---------- Provided entries ----------

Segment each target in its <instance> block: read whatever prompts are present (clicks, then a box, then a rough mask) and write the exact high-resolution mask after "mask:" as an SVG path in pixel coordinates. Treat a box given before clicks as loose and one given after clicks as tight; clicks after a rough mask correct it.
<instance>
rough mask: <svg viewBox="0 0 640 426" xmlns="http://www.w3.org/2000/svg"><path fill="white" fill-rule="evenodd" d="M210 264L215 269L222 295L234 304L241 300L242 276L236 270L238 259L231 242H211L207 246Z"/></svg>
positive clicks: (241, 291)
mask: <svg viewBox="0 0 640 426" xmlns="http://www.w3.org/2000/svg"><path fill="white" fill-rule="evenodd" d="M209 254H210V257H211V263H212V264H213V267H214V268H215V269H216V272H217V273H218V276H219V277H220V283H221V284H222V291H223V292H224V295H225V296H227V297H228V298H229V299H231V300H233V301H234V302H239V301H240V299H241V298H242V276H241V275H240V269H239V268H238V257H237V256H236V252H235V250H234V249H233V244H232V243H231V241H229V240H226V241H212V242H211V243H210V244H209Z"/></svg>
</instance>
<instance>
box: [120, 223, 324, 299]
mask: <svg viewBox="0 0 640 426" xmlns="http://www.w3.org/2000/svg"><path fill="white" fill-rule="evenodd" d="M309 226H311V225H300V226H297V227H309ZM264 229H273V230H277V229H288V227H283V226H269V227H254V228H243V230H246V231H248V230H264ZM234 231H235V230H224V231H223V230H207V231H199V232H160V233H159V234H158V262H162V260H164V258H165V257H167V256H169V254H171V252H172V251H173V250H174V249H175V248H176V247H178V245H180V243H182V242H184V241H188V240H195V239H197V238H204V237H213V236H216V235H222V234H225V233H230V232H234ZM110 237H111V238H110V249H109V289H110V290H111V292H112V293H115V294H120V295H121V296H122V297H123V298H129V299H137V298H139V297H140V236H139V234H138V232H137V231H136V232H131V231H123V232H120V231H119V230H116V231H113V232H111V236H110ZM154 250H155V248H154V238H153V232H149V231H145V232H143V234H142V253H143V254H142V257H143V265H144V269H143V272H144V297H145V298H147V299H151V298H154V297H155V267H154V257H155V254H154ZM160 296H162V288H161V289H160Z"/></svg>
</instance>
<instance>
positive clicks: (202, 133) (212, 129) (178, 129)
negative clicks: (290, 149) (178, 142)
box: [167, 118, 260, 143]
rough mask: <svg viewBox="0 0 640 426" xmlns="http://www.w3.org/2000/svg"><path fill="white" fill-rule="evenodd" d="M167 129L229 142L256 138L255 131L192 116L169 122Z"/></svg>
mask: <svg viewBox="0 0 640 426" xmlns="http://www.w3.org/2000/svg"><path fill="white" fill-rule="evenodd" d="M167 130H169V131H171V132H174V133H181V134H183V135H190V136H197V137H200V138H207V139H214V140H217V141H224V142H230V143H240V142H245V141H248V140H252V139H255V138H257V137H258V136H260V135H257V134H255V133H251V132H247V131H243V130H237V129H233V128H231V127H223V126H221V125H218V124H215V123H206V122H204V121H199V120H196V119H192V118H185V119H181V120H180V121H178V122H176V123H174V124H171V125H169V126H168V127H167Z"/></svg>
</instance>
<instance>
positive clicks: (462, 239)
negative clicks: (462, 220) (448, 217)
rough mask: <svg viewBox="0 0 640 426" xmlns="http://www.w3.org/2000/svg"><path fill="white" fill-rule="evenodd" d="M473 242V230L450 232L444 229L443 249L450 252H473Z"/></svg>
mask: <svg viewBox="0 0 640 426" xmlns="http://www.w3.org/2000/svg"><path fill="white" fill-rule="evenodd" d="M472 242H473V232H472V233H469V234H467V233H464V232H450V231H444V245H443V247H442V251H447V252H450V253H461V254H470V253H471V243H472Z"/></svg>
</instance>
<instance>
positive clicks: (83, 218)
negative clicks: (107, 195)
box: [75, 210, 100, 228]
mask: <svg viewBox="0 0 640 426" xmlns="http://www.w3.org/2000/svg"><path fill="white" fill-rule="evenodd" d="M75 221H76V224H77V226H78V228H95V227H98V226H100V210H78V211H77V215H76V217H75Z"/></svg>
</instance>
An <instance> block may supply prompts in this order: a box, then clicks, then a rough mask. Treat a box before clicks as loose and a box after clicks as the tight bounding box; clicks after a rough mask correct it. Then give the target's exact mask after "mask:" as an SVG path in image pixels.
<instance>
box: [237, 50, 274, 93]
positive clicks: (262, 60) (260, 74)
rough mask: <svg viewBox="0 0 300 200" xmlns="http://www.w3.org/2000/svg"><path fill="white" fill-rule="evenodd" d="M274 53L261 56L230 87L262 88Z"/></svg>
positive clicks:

----------

Every line that contains the string "negative" should be copied from the records.

negative clicks: (290, 149) (178, 142)
negative clicks: (462, 220) (448, 217)
negative clicks: (107, 195)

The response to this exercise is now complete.